▶ **SELECTED TEXT**
↓↓↓
The upshot of all this is that with this degradation of the external environment we are forced to go inward, to go back to the drawing board, so to speak, whether we want to or not. Illness in general and lowered oxygen levels in particular lead to a rising up of people’s repressed emotional pain, and they force us to confront the roots of our motivations and patterns of cultural engagement as well as our social and relational styles.
Moratorium
This “turning inward” is the essential meaning of the “peace” symbol, when you think of it. The upside-down cross pointing downward in a circle has rightly been used to symbolize “moratorium”—in other words, a period of halting of action in the world because nothing worthwhile can result from the ways we are currently doing things, and a turning away from the external world and looking inside to reevaluate.
It is as if Nature, completely unbeknownst to us, balances us, pushes us down to our deepest programming and back to our earliest “grids,” individual by individual, and that this forces us to reassess our lives and causes us to create more meaningful lifestyles, more synergistic patterns.
↑↑↑
▶ **PROBLEMS TO SOLVE**
A. Copy the stretch of the moratorium passage from "The upshot of" through "inside to reevaluate.", switching "drawing board" to "starting line".
B. According to the moratorium passage, what has the upside-down cross pointing downward in a circle rightly been used to symbolize?

▶ **EXTRACTED RECORDS**
↓↓↓
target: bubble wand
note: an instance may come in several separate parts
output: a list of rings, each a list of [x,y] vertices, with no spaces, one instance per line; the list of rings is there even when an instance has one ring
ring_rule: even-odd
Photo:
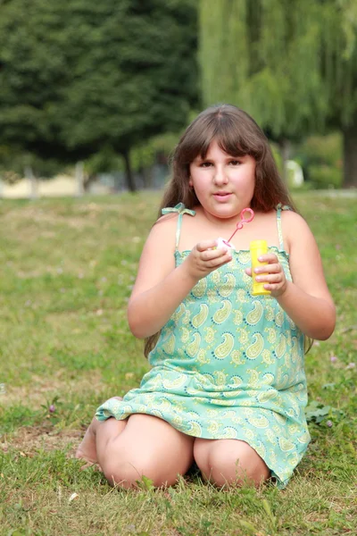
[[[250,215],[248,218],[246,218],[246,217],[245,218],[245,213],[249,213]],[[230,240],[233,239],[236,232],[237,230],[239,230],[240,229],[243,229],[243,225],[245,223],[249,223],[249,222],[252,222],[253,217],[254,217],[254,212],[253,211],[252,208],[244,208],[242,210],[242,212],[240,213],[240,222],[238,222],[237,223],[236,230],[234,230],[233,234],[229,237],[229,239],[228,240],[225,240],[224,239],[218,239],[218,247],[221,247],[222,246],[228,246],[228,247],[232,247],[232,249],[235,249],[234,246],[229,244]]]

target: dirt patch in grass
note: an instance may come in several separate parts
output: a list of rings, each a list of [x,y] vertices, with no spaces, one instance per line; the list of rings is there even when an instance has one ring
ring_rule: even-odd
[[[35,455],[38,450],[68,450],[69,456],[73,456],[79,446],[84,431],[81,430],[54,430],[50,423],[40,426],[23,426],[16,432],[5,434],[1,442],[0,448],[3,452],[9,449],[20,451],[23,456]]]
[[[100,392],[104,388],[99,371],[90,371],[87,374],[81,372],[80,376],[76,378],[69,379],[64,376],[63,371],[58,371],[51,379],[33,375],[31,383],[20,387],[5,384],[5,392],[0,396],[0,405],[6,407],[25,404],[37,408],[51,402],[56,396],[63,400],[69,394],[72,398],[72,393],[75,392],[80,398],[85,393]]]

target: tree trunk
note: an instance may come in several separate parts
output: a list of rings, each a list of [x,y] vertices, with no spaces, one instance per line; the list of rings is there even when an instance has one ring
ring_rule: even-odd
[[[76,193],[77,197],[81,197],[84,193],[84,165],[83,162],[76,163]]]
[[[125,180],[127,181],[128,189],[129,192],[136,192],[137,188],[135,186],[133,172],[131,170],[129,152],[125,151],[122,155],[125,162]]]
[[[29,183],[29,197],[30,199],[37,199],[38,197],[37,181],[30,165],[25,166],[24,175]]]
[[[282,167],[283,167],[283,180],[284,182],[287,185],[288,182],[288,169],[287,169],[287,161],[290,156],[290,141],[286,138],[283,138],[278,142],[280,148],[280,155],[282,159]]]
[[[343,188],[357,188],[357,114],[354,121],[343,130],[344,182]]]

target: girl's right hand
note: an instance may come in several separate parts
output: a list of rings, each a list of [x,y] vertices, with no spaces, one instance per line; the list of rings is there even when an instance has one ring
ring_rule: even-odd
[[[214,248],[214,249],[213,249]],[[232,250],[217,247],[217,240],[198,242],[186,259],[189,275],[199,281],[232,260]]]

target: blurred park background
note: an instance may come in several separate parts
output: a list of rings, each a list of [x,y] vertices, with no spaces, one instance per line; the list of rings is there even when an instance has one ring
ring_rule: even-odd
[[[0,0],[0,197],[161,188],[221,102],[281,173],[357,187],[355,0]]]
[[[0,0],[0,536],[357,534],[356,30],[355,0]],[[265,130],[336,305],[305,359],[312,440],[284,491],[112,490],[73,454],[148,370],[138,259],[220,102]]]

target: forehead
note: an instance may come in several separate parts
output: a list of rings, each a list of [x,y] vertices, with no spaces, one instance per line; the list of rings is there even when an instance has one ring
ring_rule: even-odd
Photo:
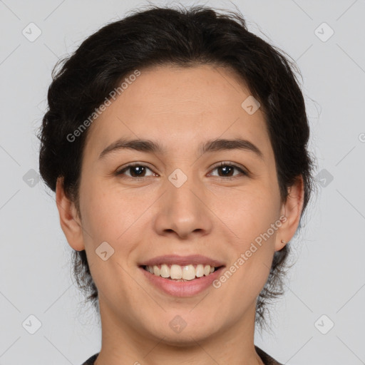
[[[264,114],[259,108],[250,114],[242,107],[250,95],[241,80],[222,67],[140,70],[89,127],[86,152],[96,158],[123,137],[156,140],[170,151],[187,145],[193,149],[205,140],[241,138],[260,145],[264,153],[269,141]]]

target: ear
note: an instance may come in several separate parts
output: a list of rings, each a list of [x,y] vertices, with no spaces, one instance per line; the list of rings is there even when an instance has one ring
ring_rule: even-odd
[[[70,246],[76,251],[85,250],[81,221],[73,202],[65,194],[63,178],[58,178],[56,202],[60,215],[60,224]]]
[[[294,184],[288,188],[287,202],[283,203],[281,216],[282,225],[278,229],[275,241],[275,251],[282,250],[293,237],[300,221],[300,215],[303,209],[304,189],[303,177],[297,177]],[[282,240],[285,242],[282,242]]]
↑↑↑
↓↓↓
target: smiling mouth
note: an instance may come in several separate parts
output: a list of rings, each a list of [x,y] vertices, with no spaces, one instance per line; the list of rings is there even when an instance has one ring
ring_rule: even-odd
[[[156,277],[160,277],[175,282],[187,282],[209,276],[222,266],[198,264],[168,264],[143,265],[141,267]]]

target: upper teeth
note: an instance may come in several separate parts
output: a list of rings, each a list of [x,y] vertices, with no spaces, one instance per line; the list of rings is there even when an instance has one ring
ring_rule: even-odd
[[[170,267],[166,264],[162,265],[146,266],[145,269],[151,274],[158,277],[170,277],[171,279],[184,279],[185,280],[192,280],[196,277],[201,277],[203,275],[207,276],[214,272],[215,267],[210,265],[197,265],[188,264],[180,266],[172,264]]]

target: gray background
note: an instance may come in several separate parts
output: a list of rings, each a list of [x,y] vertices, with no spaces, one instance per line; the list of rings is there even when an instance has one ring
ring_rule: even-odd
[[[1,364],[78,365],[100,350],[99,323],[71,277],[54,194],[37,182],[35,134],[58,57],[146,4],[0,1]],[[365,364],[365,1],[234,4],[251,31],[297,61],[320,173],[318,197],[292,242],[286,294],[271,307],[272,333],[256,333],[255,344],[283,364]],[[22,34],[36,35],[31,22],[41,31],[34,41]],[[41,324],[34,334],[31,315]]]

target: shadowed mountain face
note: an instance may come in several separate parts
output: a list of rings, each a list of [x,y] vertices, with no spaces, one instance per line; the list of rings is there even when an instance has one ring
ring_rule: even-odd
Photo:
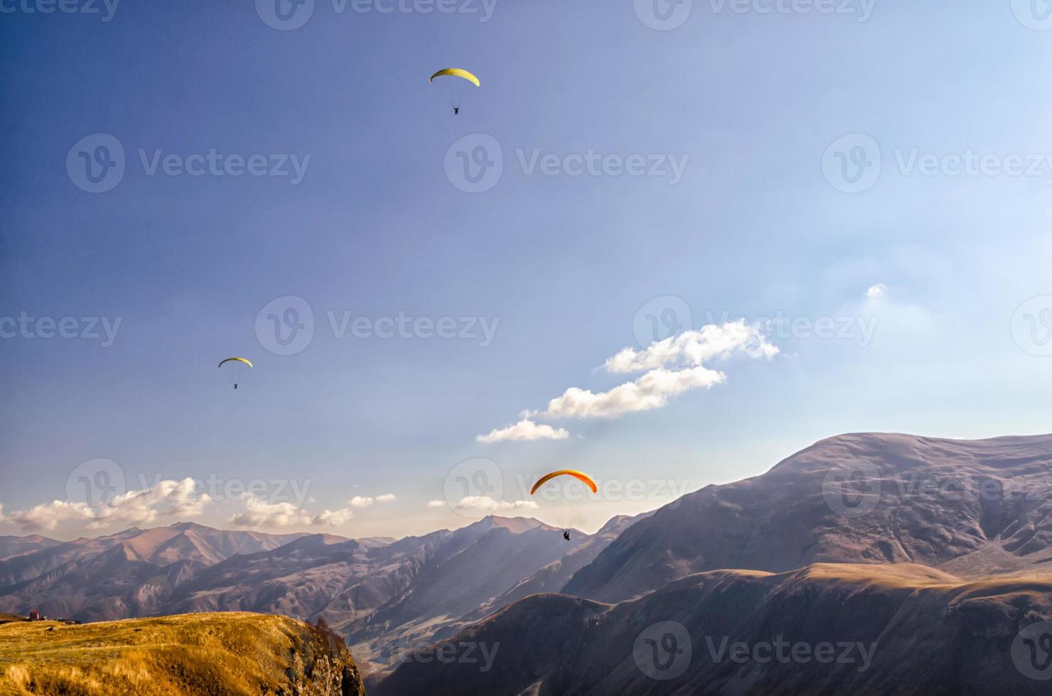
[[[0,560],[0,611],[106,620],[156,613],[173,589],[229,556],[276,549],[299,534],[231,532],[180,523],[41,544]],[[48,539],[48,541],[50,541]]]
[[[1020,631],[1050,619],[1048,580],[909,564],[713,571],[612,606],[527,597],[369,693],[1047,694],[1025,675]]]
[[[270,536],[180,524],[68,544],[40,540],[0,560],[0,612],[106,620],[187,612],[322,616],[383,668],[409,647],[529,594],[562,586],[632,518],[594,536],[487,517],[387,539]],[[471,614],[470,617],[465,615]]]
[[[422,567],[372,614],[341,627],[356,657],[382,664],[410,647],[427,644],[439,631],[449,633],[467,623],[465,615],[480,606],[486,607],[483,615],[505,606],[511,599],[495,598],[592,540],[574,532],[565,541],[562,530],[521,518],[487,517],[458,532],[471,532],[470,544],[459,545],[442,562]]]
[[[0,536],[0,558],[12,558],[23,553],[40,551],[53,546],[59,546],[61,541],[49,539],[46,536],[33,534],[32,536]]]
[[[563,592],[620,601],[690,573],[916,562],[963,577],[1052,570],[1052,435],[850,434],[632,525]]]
↑↑↑
▶ **ANSWERS**
A.
The upshot of all this is that with this degradation of the external environment we are forced to go inward, to go back to the starting line, so to speak, whether we want to or not. Illness in general and lowered oxygen levels in particular lead to a rising up of people’s repressed emotional pain, and they force us to confront the roots of our motivations and patterns of cultural engagement as well as our social and relational styles.
Moratorium
This “turning inward” is the essential meaning of the “peace” symbol, when you think of it. The upside-down cross pointing downward in a circle has rightly been used to symbolize “moratorium”—in other words, a period of halting of action in the world because nothing worthwhile can result from the ways we are currently doing things, and a turning away from the external world and looking inside to reevaluate.

B. It has been used to symbolize "moratorium," a period of halting action in the world and turning inward to reevaluate.